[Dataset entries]
________________________

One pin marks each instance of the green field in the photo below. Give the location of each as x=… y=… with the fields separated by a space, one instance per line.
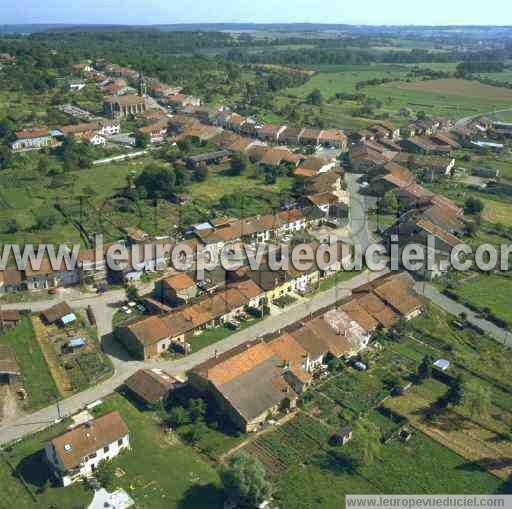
x=159 y=473
x=37 y=380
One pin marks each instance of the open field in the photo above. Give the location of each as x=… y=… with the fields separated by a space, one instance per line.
x=480 y=444
x=37 y=379
x=457 y=87
x=497 y=212
x=193 y=484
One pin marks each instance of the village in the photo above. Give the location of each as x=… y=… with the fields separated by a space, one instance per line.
x=326 y=373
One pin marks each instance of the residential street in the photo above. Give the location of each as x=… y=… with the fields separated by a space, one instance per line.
x=357 y=210
x=454 y=308
x=124 y=367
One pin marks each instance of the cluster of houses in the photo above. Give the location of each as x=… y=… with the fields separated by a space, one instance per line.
x=248 y=383
x=94 y=133
x=252 y=381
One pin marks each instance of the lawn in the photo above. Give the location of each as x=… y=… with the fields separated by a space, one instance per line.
x=25 y=461
x=318 y=480
x=497 y=212
x=211 y=336
x=37 y=379
x=160 y=471
x=494 y=292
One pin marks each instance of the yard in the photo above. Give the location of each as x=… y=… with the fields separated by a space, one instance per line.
x=159 y=471
x=37 y=379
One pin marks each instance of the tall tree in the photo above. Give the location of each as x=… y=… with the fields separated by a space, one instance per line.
x=245 y=481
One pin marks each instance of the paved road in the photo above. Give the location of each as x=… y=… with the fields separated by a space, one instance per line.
x=454 y=308
x=463 y=122
x=16 y=429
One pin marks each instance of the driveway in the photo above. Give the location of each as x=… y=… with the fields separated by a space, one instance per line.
x=454 y=308
x=18 y=428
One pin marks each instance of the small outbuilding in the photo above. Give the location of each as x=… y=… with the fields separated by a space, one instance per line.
x=151 y=386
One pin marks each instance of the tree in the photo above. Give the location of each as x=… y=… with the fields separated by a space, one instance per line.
x=201 y=173
x=197 y=409
x=473 y=206
x=104 y=473
x=239 y=163
x=425 y=368
x=389 y=202
x=142 y=140
x=315 y=97
x=132 y=294
x=245 y=481
x=455 y=394
x=477 y=399
x=197 y=432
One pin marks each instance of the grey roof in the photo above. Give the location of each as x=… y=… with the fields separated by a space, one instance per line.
x=257 y=390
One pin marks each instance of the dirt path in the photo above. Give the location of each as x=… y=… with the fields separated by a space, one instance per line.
x=58 y=373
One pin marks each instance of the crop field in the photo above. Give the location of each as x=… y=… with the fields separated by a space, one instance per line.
x=477 y=443
x=451 y=97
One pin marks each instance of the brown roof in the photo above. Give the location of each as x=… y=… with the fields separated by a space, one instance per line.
x=235 y=362
x=32 y=133
x=150 y=385
x=75 y=445
x=445 y=236
x=10 y=315
x=332 y=135
x=149 y=330
x=357 y=313
x=10 y=276
x=378 y=309
x=395 y=293
x=180 y=281
x=57 y=312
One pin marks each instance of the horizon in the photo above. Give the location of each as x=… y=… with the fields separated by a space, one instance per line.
x=157 y=12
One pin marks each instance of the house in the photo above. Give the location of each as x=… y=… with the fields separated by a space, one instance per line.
x=490 y=173
x=76 y=86
x=75 y=454
x=309 y=137
x=323 y=201
x=177 y=289
x=333 y=138
x=60 y=314
x=216 y=157
x=33 y=139
x=150 y=336
x=94 y=139
x=124 y=105
x=10 y=372
x=290 y=136
x=317 y=164
x=156 y=131
x=151 y=386
x=11 y=280
x=247 y=383
x=9 y=318
x=182 y=101
x=396 y=291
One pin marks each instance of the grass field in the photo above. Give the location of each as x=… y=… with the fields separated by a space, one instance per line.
x=159 y=472
x=494 y=292
x=37 y=379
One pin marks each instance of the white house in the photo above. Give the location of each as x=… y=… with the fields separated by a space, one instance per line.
x=76 y=86
x=75 y=454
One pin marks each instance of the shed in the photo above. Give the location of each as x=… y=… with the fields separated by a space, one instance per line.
x=442 y=364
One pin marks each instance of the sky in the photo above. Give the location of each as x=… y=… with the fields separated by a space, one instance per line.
x=371 y=12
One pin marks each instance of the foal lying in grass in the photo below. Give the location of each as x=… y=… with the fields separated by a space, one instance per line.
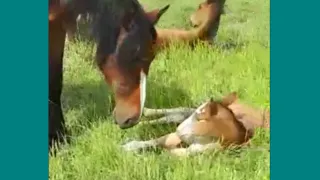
x=206 y=19
x=212 y=125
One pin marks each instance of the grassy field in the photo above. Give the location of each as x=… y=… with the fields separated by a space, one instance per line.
x=179 y=76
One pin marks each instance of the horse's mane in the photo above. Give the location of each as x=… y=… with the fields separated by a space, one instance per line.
x=108 y=17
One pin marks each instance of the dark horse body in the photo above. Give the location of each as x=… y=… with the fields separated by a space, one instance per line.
x=125 y=37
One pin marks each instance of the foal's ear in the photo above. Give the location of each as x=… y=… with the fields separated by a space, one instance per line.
x=155 y=15
x=213 y=108
x=229 y=99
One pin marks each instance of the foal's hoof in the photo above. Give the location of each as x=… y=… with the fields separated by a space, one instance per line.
x=133 y=146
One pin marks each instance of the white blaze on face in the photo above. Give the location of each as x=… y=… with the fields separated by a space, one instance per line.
x=184 y=130
x=143 y=90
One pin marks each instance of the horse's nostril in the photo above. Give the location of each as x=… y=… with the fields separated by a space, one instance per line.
x=130 y=122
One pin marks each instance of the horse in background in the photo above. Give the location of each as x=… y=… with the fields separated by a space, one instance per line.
x=206 y=22
x=124 y=34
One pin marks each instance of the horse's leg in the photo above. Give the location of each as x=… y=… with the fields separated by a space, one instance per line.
x=57 y=36
x=168 y=141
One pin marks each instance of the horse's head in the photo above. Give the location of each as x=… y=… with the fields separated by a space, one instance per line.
x=208 y=13
x=126 y=68
x=125 y=37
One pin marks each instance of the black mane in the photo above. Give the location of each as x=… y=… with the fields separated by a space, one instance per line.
x=108 y=17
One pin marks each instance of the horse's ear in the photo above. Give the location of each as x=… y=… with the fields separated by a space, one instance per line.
x=213 y=108
x=55 y=11
x=155 y=15
x=229 y=99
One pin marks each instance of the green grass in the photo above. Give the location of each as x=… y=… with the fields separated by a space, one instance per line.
x=179 y=76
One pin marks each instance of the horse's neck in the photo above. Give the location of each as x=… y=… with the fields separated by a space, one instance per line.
x=166 y=36
x=204 y=28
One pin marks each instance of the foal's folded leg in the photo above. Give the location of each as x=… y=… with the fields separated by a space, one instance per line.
x=194 y=149
x=147 y=112
x=174 y=115
x=167 y=141
x=176 y=118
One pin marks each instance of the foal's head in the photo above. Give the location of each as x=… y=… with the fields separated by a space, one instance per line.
x=215 y=111
x=221 y=122
x=209 y=12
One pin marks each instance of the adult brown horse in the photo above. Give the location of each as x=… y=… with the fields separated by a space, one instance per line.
x=124 y=35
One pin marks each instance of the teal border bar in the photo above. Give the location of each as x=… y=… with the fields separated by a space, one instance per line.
x=24 y=90
x=295 y=74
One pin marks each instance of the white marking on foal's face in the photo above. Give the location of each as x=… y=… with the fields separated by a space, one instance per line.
x=184 y=130
x=143 y=90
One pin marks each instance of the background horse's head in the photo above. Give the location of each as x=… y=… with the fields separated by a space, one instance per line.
x=209 y=13
x=125 y=36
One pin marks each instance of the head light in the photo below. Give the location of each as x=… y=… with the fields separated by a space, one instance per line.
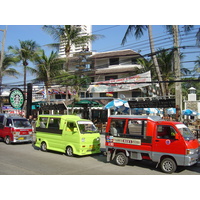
x=191 y=151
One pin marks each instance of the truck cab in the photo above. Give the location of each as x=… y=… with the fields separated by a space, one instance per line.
x=15 y=129
x=169 y=144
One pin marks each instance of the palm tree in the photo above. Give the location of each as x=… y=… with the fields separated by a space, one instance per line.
x=47 y=68
x=24 y=53
x=197 y=65
x=138 y=32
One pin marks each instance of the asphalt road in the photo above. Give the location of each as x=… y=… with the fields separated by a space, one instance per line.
x=26 y=159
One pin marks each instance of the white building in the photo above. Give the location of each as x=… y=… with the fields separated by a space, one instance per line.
x=85 y=30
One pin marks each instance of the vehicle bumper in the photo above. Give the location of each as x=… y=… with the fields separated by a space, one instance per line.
x=191 y=159
x=26 y=138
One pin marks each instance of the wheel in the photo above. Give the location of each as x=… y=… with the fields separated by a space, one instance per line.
x=7 y=140
x=168 y=165
x=44 y=146
x=121 y=159
x=69 y=151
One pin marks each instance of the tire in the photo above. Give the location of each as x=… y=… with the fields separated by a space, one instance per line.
x=7 y=140
x=44 y=146
x=69 y=151
x=121 y=159
x=168 y=165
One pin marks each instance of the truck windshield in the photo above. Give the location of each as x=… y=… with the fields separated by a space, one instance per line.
x=21 y=123
x=185 y=131
x=87 y=127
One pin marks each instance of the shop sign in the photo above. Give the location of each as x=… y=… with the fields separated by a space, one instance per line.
x=16 y=98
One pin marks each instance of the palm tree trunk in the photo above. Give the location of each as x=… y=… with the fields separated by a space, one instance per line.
x=163 y=92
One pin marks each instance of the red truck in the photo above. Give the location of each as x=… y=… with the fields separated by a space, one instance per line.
x=169 y=144
x=15 y=129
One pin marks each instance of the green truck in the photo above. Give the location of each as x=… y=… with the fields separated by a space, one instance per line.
x=68 y=134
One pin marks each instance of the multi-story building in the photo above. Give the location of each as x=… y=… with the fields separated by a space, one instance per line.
x=117 y=66
x=85 y=30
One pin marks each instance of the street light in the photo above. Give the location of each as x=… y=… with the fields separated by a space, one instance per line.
x=1 y=62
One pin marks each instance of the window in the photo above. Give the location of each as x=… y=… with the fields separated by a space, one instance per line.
x=115 y=95
x=43 y=122
x=54 y=123
x=117 y=127
x=107 y=78
x=1 y=119
x=137 y=127
x=165 y=132
x=114 y=61
x=8 y=122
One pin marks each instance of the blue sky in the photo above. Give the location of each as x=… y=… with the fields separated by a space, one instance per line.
x=111 y=40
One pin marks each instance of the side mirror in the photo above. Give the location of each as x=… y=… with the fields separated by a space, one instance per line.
x=176 y=136
x=1 y=126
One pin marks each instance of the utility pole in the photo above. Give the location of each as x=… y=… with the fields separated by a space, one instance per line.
x=1 y=64
x=177 y=70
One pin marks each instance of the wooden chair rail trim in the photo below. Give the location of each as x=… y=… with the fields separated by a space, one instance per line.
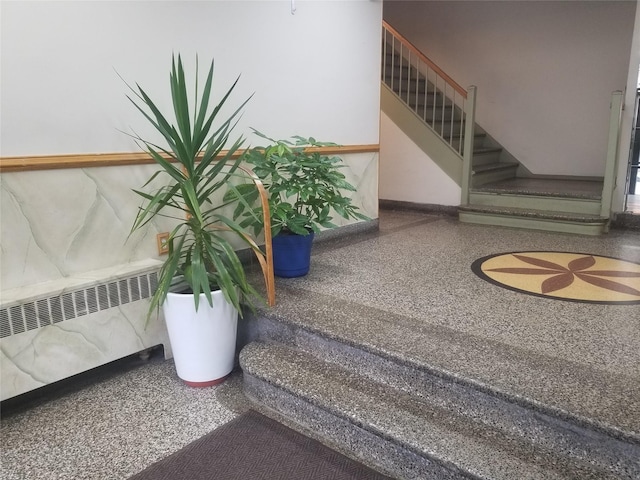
x=88 y=160
x=426 y=60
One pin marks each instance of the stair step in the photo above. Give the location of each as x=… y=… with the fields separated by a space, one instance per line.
x=530 y=200
x=483 y=173
x=487 y=158
x=557 y=221
x=435 y=440
x=578 y=189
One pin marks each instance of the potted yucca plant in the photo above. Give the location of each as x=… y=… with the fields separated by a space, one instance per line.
x=202 y=284
x=306 y=187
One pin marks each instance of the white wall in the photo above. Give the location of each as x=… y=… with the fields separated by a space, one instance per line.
x=544 y=70
x=315 y=73
x=407 y=174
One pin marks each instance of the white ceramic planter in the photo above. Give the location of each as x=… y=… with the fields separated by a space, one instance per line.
x=203 y=342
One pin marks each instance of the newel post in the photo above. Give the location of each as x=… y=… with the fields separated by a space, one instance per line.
x=467 y=153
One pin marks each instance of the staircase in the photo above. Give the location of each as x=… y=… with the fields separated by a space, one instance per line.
x=393 y=392
x=500 y=190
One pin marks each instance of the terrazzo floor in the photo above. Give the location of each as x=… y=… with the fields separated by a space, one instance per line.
x=417 y=265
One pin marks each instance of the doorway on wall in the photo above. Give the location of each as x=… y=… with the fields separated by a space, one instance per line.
x=632 y=204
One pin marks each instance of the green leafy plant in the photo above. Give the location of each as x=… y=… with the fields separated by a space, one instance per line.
x=194 y=169
x=305 y=187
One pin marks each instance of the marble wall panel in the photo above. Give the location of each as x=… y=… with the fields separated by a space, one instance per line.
x=42 y=356
x=57 y=223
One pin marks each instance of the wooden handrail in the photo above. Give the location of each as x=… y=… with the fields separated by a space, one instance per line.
x=87 y=160
x=425 y=59
x=266 y=266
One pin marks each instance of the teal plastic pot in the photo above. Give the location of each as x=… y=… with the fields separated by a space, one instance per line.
x=291 y=254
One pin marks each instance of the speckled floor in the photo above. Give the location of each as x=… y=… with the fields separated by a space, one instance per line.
x=417 y=265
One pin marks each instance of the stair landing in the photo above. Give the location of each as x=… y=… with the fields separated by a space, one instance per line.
x=407 y=295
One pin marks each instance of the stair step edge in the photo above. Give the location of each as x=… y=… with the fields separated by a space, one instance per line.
x=491 y=167
x=417 y=426
x=497 y=190
x=533 y=213
x=554 y=429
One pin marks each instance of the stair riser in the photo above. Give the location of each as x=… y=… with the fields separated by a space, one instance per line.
x=472 y=401
x=486 y=158
x=478 y=141
x=552 y=204
x=534 y=223
x=483 y=178
x=369 y=448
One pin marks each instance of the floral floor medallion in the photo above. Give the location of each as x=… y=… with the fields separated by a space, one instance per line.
x=579 y=277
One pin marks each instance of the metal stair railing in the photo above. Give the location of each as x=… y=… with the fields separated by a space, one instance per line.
x=436 y=99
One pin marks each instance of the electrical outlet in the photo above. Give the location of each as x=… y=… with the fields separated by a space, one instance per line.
x=163 y=243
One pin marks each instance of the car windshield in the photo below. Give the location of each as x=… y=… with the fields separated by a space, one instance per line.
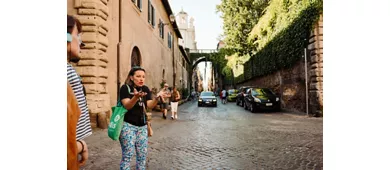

________________________

In your reply, please set down exactly the lines from the one containing "One pin marks each instance of the metal" through the end of the records, with the pictures left out.

One pin marks each instance of the metal stair railing in the photo above. Give the location of each as x=… y=… with the fields separated by a space, one instance per line.
x=436 y=99
One pin marks each instance of the electrical outlet in the photo above. Give the location of each as x=… y=… with the fields separated by a space, one instance per line.
x=163 y=243
One pin marks each instance of the car windshield in the photo below. Give the location of each as x=… y=… with the fields separated by a space, one instance per line.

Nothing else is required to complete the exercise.